§ **WHAT IS BEING ASKED**
Update the stretch of the listing from the line containing "Detect each spider in" through the line containing "Detect each brown", replacing "Detect" with "Locate" and leaving everything else unchanged.

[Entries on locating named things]

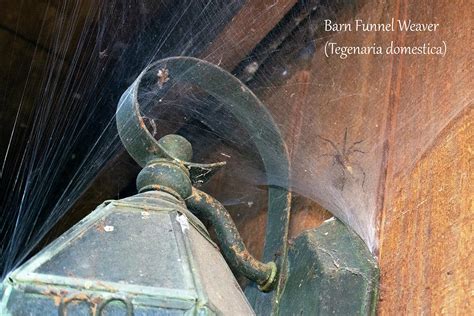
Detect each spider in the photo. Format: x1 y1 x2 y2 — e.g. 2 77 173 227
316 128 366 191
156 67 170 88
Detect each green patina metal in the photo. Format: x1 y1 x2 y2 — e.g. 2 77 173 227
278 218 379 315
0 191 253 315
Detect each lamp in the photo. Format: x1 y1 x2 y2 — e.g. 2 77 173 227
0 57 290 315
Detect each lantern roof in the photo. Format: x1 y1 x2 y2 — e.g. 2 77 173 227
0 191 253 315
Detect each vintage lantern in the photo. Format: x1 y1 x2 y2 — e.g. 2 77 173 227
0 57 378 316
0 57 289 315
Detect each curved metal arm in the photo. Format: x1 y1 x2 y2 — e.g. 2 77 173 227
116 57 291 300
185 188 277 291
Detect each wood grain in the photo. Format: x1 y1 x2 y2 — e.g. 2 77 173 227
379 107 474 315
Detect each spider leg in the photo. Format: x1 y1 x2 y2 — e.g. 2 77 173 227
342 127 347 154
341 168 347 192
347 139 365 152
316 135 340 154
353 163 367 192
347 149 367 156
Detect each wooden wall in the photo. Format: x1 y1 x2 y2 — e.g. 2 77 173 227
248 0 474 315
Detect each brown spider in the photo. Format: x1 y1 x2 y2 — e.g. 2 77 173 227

--

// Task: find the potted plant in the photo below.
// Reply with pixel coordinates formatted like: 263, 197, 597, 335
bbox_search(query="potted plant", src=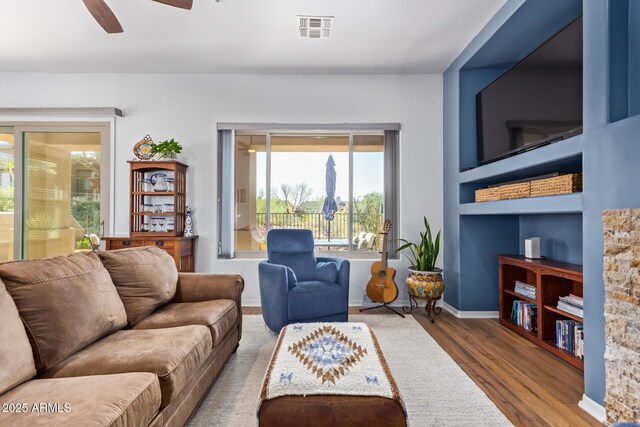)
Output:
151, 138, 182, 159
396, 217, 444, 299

* * *

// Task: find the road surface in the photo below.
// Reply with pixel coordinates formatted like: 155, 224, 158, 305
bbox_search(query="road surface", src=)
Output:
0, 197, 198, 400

§ **EXPECTED ANSWER**
Locate each spider in the photo. Format: x1 y1 x2 y2 — e.g. 2 77 173 227
316 128 366 191
156 67 170 88
Locate each green patina metal in the photo. Format: x1 y1 x2 y2 — e.g. 2 77 173 227
278 218 379 315
0 191 253 315
Locate each lamp in the photo. Format: x1 y1 x2 y2 — e.g. 2 77 173 227
0 57 290 315
Locate each lantern roof in the photo. Format: x1 y1 x2 y2 — e.g. 2 77 173 227
0 191 253 315
Locate each vintage lantern in the photo. Format: x1 y1 x2 y2 — e.g. 2 77 173 227
0 57 378 316
0 57 289 315
Locate each curved metal arm in the photo. Format: x1 y1 x2 y2 — e.g. 2 77 173 227
116 57 291 300
185 188 277 291
Locate each wood grain in the photo. Format: x1 y1 x2 y2 — e.g. 2 77 173 227
379 107 474 315
Locate each spider leg in the photo. Format: x1 y1 x2 y2 — e.g. 2 77 173 227
342 127 347 154
341 168 347 192
347 139 365 152
316 135 340 154
353 163 367 192
347 149 367 156
Locate each wooden wall in the photo. Format: x1 y1 x2 y2 — e.g. 2 77 173 227
248 0 474 315
Locate each brown spider in the photo. Format: x1 y1 x2 y2 — e.g. 2 77 173 227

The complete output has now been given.